EXCERPTED TEXT →
◆ ◆ ◆ ◆ ◆

KUALA LUMPUR, Nov 1 — Umno deputy president Datuk Seri Mohamad Hasan has urged allies to stay out of the Batu Sapi federal seat by-election as an act of “political consensus” amid efforts to contain a ravaging pandemic.
The call followed criticism that Tan Sri Muhyiddin Yassin had attempted to justify Emergency rule by saying the government had no choice but to continue with the Batu Sapi federal seat by-election and Sarawak state polls yesterday.
The former Negri Sembilan mentri besar argued that giving incumbent party Warisan a walkover would have been the better option than declaring an Emergency, which would have grave ramifications on democracy.
“I can understand the concerns of the prime minister about managing the Batu Sapi by-election and Sarawak state polls at a time when Malaysia is facing a pandemic,” Mohamad said in a statement issued this evening.
“However, to ask for and use Emergency rule as an excuse to delay both (the events) is not only unnecessary but also the worst of options,” he added.
Barisan Nasional had already announced that it would stay out of the Batu Sapi race, Mohamad noted further, as he urged his allies to do the same as homage to the late Datuk Liew Vui Keong, the incumbent whose death triggered the by-election.
“It is known that BN will not contest in Batu Sapi and I urge other parties to also give way to Warisan to win uncontested,” he said.
“It’s a way to pay our respects to the late Datuk VK Liew and to avoid having an election at a time like this,” he added.
“If we can work towards an understanding then we can give Warisan a walkover as a national political consensus to mitigate the impact of the coronavirus. If this can happen, then the Batu Sapi by-election won’t have to go on.”
Muhyiddin delivered an unscheduled “live” address yesterday in which he said the Sarawak state election and the Batu Sapi by-election must go on unless Emergency is declared, just days after the Yang di-Pertuan Agong dismissed the proposal, a call that dealt a huge blow to the prime minister’s image.
Critics quickly accused the Parti Pribumi Bersatu Malaysia president of “guilt-tripping” the country by using the two polls as grounds to justify emergency rule.
Under the Federal Constitution, an election must be held within 60 days of a seat being declared vacant or the dissolution of a State Legislative Assembly.
The Sarawak assembly is not set to be automatically dissolved until June next year, meaning a state election can be held as far away as August next year, a point Mohamad raised in his statement.
“Can you imagine the implications of an emergency state just to avoid the Sarawak state polls when it can be held as late as 10 months’ time,” the Umno deputy president said.
Sarawak Chief Minister Datuk Patinggi Abang Johari Openg had stated last month the possibility of holding the state election later rather than sooner given the worsening Covid-19 situation.

◆ ◆ ◆ ◆ ◆

ENTRIES SHOWN →

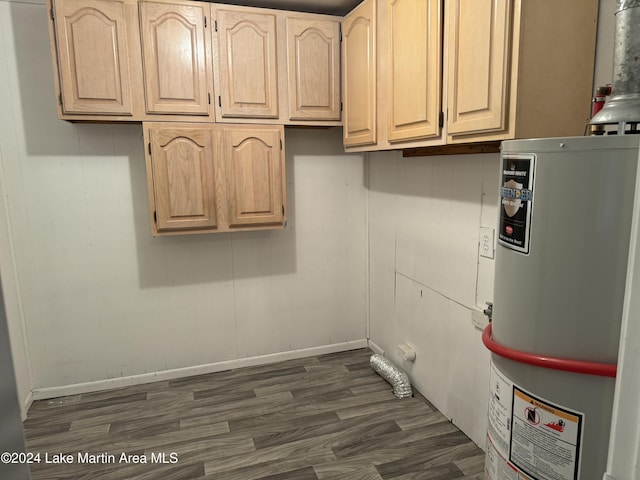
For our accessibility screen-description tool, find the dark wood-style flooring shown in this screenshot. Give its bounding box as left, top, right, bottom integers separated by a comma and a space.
24, 349, 484, 480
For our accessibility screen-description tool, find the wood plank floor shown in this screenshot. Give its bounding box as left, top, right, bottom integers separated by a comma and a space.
24, 349, 484, 480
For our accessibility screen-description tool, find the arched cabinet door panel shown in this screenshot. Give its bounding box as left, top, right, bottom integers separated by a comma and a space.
447, 0, 512, 135
224, 127, 285, 227
143, 122, 286, 236
51, 0, 132, 115
149, 124, 217, 232
212, 7, 279, 119
286, 16, 340, 120
140, 2, 212, 116
342, 0, 377, 146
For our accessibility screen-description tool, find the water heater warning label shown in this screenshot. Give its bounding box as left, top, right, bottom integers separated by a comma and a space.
498, 153, 536, 254
485, 362, 584, 480
509, 385, 583, 480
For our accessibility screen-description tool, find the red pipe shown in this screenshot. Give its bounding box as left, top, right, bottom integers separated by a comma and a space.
482, 324, 618, 378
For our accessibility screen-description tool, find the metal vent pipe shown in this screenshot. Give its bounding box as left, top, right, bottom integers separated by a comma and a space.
589, 0, 640, 134
369, 353, 413, 398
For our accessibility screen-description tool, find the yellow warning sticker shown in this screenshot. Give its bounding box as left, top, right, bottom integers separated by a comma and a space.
509, 385, 584, 480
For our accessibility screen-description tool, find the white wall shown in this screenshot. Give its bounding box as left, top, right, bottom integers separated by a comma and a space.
369, 152, 499, 445
0, 1, 368, 401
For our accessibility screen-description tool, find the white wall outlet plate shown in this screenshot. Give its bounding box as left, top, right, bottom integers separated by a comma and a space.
480, 227, 495, 258
471, 307, 489, 330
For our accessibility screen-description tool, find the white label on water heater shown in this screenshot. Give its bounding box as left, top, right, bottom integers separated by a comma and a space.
485, 362, 584, 480
498, 153, 536, 254
509, 385, 584, 480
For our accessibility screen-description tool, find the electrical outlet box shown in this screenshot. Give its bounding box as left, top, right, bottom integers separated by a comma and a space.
471, 307, 489, 330
480, 227, 495, 258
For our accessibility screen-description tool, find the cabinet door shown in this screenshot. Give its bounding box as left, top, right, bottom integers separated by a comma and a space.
286, 17, 340, 120
214, 8, 278, 118
387, 0, 442, 142
446, 0, 511, 135
224, 125, 285, 227
140, 2, 211, 115
145, 124, 217, 232
342, 0, 377, 146
53, 0, 132, 115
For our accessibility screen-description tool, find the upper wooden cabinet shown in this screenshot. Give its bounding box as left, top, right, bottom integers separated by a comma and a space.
342, 0, 598, 151
223, 126, 284, 227
445, 0, 598, 143
383, 0, 442, 142
147, 123, 219, 232
342, 0, 444, 151
212, 5, 279, 121
286, 14, 340, 120
342, 0, 378, 146
139, 2, 213, 116
47, 0, 341, 125
143, 122, 286, 235
49, 0, 137, 116
447, 0, 512, 134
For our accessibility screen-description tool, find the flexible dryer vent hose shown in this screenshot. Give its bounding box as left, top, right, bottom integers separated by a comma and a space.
369, 353, 413, 398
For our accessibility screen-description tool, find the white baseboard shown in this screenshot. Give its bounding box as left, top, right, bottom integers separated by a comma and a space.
367, 339, 384, 356
32, 339, 368, 406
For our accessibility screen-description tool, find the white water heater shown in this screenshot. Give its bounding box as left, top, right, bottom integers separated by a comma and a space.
483, 135, 640, 480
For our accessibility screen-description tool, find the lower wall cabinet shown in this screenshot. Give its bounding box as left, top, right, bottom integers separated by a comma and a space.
143, 123, 286, 236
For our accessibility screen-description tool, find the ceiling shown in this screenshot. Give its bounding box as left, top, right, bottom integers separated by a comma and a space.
206, 0, 362, 15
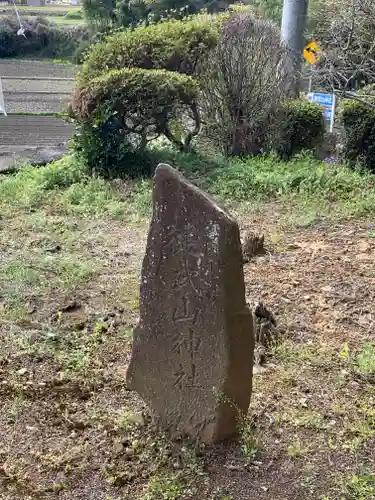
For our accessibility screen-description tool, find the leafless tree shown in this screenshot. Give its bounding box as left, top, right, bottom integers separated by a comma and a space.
202, 13, 290, 155
314, 0, 375, 104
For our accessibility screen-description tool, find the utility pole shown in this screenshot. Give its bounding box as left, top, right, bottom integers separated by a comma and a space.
281, 0, 309, 96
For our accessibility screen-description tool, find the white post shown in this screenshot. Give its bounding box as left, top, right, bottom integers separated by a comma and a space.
0, 78, 7, 116
329, 93, 336, 134
281, 0, 309, 96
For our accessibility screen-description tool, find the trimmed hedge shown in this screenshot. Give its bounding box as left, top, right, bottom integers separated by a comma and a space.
339, 85, 375, 172
70, 68, 200, 175
78, 17, 219, 85
274, 98, 325, 160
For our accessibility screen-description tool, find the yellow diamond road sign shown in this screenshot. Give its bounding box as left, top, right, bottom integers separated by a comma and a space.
303, 40, 320, 64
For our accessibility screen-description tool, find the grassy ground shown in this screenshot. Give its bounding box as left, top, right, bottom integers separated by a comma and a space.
1, 5, 81, 13
0, 156, 375, 500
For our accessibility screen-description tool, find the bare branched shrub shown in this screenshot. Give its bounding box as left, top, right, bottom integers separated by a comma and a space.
202, 13, 290, 155
314, 0, 375, 92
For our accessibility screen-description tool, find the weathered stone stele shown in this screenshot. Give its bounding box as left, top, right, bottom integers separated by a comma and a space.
127, 165, 254, 444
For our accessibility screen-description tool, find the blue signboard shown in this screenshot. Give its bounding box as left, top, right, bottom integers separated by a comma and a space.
307, 92, 333, 107
323, 108, 333, 121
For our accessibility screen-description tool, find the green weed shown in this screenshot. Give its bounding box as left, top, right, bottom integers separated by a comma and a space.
286, 439, 309, 458
142, 476, 184, 500
344, 470, 375, 500
354, 343, 375, 375
239, 418, 261, 462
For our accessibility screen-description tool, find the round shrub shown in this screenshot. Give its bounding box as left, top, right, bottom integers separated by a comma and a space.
274, 98, 325, 160
64, 9, 83, 20
70, 68, 200, 174
79, 17, 218, 84
339, 85, 375, 172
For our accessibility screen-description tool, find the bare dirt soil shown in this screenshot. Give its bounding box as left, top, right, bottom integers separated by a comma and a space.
0, 205, 375, 500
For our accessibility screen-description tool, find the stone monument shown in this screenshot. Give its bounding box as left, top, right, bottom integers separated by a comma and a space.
127, 165, 254, 444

◆ ◆ ◆ ◆ ◆

PARTS OF THE EXERCISE →
a. Answer these questions from the article on the Batu Sapi by-election:
(i) Whose death triggered the by-election?
(ii) Under the Federal Constitution, within how many days of a seat being declared vacant must an election be held?
(iii) Until when is the Sarawak assembly not set to be automatically dissolved?
b. Using the article on the Batu Sapi by-election, decide whether each statement agrees with it. Answer yes or no, and quote the words that decide it.
(i) Barisan Nasional had announced that it would contest the Batu Sapi race.
(ii) Mohamad Hasan is a former Negri Sembilan mentri besar.
(iii) The Sarawak Chief Minister had raised the possibility of holding the state election later because of the worsening Covid-19 situation.
c. Rewrite the paragraph of the article on the Batu Sapi by-election that begins "The Sarawak assembly is not set" as one shorter sentence that keeps its main facts.
Answer from the article on the Batu Sapi by-election alone, without using the data.

SOLUTIONS IN ORDER →
a.
(i) Datuk Liew Vui Keong
(ii) 60 days
(iii) June next year

b.
(i) No: "Barisan Nasional had already announced that it would stay out of the Batu Sapi race"
(ii) Yes: "The former Negri Sembilan mentri besar argued"
(iii) Yes: "the possibility of holding the state election later rather than sooner given the worsening Covid-19 situation"

c. Mohamad noted in his statement that the Sarawak assembly will not be automatically dissolved until June next year, so the state election could be held as late as August next year.